▶ [Entries provided]:

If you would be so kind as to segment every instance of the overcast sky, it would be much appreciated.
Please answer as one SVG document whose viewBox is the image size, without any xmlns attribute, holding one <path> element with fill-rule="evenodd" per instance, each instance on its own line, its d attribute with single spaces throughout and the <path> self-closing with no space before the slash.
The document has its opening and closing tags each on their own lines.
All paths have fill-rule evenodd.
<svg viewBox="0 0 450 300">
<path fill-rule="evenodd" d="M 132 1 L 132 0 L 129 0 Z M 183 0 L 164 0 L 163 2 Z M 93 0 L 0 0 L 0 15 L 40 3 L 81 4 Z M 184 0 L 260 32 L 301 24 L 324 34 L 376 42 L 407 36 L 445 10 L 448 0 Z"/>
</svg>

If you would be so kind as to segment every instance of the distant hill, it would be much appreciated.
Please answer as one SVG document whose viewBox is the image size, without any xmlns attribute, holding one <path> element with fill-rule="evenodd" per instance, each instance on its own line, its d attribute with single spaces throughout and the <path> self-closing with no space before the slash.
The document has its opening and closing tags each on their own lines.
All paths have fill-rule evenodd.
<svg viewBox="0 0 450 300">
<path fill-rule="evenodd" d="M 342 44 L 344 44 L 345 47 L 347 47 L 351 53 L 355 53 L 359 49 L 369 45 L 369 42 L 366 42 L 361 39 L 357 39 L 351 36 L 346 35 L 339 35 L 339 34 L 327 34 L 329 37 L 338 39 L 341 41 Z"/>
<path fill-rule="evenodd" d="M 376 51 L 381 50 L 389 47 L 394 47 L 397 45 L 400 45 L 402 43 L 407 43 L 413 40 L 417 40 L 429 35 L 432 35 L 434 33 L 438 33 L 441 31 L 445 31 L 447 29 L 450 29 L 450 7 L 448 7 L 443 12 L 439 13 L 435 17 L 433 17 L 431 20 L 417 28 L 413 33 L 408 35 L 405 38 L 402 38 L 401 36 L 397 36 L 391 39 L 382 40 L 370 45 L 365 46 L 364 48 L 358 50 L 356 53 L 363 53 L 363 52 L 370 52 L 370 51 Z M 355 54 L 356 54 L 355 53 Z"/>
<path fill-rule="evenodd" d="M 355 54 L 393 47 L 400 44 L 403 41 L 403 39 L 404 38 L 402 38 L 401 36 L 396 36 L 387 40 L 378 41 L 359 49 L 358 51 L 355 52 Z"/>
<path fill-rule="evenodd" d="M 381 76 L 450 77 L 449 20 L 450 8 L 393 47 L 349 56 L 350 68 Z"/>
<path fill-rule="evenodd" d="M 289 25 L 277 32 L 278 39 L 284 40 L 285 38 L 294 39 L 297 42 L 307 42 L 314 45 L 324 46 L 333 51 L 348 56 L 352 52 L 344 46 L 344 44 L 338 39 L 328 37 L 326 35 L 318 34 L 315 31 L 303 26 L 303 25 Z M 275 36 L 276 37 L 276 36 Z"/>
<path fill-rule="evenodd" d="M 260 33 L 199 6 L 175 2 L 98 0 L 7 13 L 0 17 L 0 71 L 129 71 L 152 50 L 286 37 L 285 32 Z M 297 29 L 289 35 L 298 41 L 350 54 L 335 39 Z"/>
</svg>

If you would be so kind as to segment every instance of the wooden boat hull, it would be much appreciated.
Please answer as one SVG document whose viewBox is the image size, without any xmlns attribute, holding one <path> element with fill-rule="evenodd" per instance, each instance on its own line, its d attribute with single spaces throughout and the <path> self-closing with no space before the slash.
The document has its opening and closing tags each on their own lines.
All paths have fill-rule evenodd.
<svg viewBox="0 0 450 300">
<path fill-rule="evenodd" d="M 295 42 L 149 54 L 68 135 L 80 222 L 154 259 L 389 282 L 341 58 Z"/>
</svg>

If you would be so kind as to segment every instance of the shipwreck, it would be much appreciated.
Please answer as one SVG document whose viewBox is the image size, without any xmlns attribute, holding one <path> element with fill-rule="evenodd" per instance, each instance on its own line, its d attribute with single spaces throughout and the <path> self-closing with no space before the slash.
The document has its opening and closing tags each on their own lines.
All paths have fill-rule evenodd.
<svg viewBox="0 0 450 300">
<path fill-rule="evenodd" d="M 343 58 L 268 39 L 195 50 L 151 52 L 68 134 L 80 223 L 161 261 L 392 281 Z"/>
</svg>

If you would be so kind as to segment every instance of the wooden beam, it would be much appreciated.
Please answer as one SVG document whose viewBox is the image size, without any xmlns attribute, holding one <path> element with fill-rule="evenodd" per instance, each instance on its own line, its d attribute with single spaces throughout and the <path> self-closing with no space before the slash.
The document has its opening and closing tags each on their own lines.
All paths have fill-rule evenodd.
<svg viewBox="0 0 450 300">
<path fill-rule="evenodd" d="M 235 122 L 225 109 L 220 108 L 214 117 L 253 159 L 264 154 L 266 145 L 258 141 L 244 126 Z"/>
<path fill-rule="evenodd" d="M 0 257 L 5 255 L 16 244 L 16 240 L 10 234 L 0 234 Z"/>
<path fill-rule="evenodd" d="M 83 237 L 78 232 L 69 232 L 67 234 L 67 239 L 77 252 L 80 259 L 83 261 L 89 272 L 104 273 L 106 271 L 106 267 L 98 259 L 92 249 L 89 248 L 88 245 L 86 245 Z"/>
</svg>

▶ [Written request]: Only the lines from the one that contains "shipwreck, it would be much appreciated." through the last line should be repeated, each exactly as it stands, with both ends included.

▶ [Response]:
If you would be so kind as to segment every instance of the shipwreck, it would be much appreciated.
Please answer as one SVG document whose viewBox is the image size, without any xmlns attribute, holding one <path> element with fill-rule="evenodd" per instance, each instance on its own line, its d attribute with single spaces throughout and the <path> self-closing with no space before the slash.
The document has its opening and closing tags each on their own lines.
All paths have fill-rule evenodd.
<svg viewBox="0 0 450 300">
<path fill-rule="evenodd" d="M 343 58 L 268 39 L 195 50 L 151 52 L 68 134 L 80 223 L 161 261 L 392 281 Z"/>
</svg>

If you would be so kind as to segment every instance of the wooden beam, it would be much appreciated.
Please answer as one SVG document whose viewBox is the image size, without any xmlns attribute, holding one <path> element with fill-rule="evenodd" per instance, each instance on its own line, its d attribute with single spaces throughout and the <path> self-closing with no space before the slash.
The document has its opening and closing tags each on their own lines.
All paths have fill-rule evenodd.
<svg viewBox="0 0 450 300">
<path fill-rule="evenodd" d="M 235 122 L 225 109 L 220 108 L 214 117 L 253 159 L 264 154 L 266 145 L 258 141 L 244 126 Z"/>
<path fill-rule="evenodd" d="M 0 257 L 5 255 L 16 244 L 16 240 L 10 234 L 0 234 Z"/>
<path fill-rule="evenodd" d="M 83 237 L 78 232 L 69 232 L 67 234 L 67 239 L 77 252 L 80 259 L 83 261 L 89 272 L 104 273 L 106 271 L 106 267 L 98 259 L 92 249 L 89 248 L 88 245 L 86 245 Z"/>
</svg>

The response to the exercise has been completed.